>The problem with using softmax is that it forces each attention head to make an...

marcyb5st · on July 24, 2023

But you are wasting some of the model's capacity to learn to ignore some of that information. I think it wouldn't hurt. However, if I followed the reasoning correctly, I think the biggest win is to reduce the range of the weights more than improving performance.

> This is what’s been happening in LLMs – for reasons that are only partially understood, Transformer models contain these outlier weights and are emitting Black Swan mega-activations that are much, much, much larger, like orders of magnitude larger, than their peers ...

meaning that once quantized you can either have a finer quantization since the range of possible values is smaller or you can pick a coarser strategy that saves bits for each weight.

Imnimo · on July 24, 2023

Right, I get the goal of removing the outlier activations, but I just don't understand why outlier activations are a consequence of the model trying to "pass". The story from the linked paper earlier in the post (https://arxiv.org/pdf/2306.12929.pdf) is that the model is doing the following:

-Learn a near-zero representation for some otherwise low-importance token, like delimiters or whitespace.

______

● **Work instructions**:
1. Rewrite the thread on outlier activations starting at "meaning that once" and ending at "delimiters or whitespace.", with "outlier activations" changed to "extreme activations" throughout.
2. In the thread on outlier activations, what does marcyb5st consider the biggest win?

[Data pulled from a collection]
______

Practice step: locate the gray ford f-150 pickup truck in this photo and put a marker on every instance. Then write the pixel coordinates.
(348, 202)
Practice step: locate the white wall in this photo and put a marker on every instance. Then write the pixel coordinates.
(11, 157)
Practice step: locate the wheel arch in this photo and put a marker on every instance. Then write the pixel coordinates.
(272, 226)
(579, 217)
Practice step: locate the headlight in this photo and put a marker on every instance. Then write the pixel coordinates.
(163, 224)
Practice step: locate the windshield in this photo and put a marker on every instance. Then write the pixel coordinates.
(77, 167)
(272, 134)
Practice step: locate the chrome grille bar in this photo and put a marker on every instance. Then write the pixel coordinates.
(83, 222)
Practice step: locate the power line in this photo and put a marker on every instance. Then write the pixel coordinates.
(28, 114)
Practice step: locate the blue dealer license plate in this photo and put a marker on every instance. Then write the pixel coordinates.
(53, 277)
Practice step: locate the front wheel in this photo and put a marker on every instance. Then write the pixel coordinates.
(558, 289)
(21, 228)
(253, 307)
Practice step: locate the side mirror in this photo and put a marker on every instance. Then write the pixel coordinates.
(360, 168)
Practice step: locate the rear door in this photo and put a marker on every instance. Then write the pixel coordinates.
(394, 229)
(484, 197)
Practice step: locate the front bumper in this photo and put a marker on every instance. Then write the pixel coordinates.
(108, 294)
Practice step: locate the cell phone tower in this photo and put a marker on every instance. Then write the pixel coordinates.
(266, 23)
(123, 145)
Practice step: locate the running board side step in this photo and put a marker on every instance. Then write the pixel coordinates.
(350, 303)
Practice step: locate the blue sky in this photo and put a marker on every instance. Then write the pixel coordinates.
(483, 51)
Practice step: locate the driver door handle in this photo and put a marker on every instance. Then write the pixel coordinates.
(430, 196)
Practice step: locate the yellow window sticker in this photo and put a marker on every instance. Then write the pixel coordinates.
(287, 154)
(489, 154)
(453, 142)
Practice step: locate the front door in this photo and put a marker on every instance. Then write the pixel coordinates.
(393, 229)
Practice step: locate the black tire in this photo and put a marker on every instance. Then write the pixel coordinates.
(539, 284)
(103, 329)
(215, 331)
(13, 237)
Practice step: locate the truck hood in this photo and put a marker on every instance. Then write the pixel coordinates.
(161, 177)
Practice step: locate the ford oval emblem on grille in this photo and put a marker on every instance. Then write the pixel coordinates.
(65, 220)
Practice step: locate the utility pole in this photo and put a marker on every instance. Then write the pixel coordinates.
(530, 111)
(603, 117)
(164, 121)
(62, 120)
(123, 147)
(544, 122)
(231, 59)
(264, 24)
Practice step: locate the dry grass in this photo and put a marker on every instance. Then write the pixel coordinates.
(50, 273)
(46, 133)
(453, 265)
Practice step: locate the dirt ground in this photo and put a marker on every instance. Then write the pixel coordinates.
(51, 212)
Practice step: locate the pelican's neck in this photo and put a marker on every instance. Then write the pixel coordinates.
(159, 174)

______

● **Answer list**:
1.
meaning that once quantized you can either have a finer quantization since the range of possible values is smaller or you can pick a coarser strategy that saves bits for each weight.

Imnimo · on July 24, 2023

Right, I get the goal of removing the extreme activations, but I just don't understand why extreme activations are a consequence of the model trying to "pass". The story from the linked paper earlier in the post (https://arxiv.org/pdf/2306.12929.pdf) is that the model is doing the following:

-Learn a near-zero representation for some otherwise low-importance token, like delimiters or whitespace.

2. Reducing the range of the weights, more than improving performance.